◆ Given text:
— START —

Abstract:
A process and apparatus for the combustion of liquid fuel provides an extremely intense blue/violet flame having a temperature in excess of 3000° F. with combustion under near perfect stoichiometric conditions without the formation of soot. The liquid fuel is atomized and mixed with air within a nozzle and enters a flame tube surrounding the nozzle as a conical stream where it is further atomized by jets of air directed to converge on the stream and mixed with secondary combustion air to obtain the desired combustion mixture. Yet further atomization of the liquid fuel-air mixtures within the flame tube can be obtained as a consequence of at least partial vaporization of the liquid fuel therein through the heat of the flame tube. An advantageous relationship exists between the size, angle and point of convergence of the air jets with the atomized conical stream, the flame tube diameter and length and the location of the nozzle therein and the fuel feed.

Description:
This application is a continuation of copending application Ser. No. 640,978 filed Dec. 15, 1975 abandoned. 
    
    
     BACKGROUND OF THE INVENTION 
     The present invention relates to a process and apparatus for the combustion of liquid fuels, especially fuel oil Numbers 2 through 4. Further, the present invention relates more particularly to an oil atomizing burner that uses low pressure air as the primary and secondary atomizing medium. 
     There are known combustion processes and burners by which fuel oils are atomized with air. Prior art burners are not adapted to produce perfect or near perfect combustion. As a result, soot and carbon are formed which has a further detrimental effect on the burner operation as the soot and carbon contaminate the nozzle, combustion chamber and other heat-exchange surfaces. The present invention, by producing complete combustion, eliminates the formation of soot.

— END —

◆ Supplied material:
— START —

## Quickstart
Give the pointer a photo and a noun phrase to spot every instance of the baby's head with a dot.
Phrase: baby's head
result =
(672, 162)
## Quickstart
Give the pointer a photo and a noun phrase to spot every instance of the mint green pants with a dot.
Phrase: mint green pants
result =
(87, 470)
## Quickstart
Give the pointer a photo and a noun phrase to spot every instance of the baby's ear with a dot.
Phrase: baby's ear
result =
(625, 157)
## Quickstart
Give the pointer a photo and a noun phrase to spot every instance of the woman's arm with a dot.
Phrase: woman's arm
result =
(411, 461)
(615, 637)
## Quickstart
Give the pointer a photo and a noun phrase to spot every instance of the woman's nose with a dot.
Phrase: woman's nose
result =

— END —

◆ Set tasks:
A. In the burner text, what temperature does the blue/violet flame exceed?
B. Transcribe everything in the burner text from "BACKGROUND OF THE" down to "eliminates the formation of soot.".
The lines have nothing to do with the burner text.

◆ Outputs:
A. 3000° F.

B.
BACKGROUND OF THE INVENTION 
     The present invention relates to a process and apparatus for the combustion of liquid fuels, especially fuel oil Numbers 2 through 4. Further, the present invention relates more particularly to an oil atomizing burner that uses low pressure air as the primary and secondary atomizing medium. 
     There are known combustion processes and burners by which fuel oils are atomized with air. Prior art burners are not adapted to produce perfect or near perfect combustion. As a result, soot and carbon are formed which has a further detrimental effect on the burner operation as the soot and carbon contaminate the nozzle, combustion chamber and other heat-exchange surfaces. The present invention, by producing complete combustion, eliminates the formation of soot.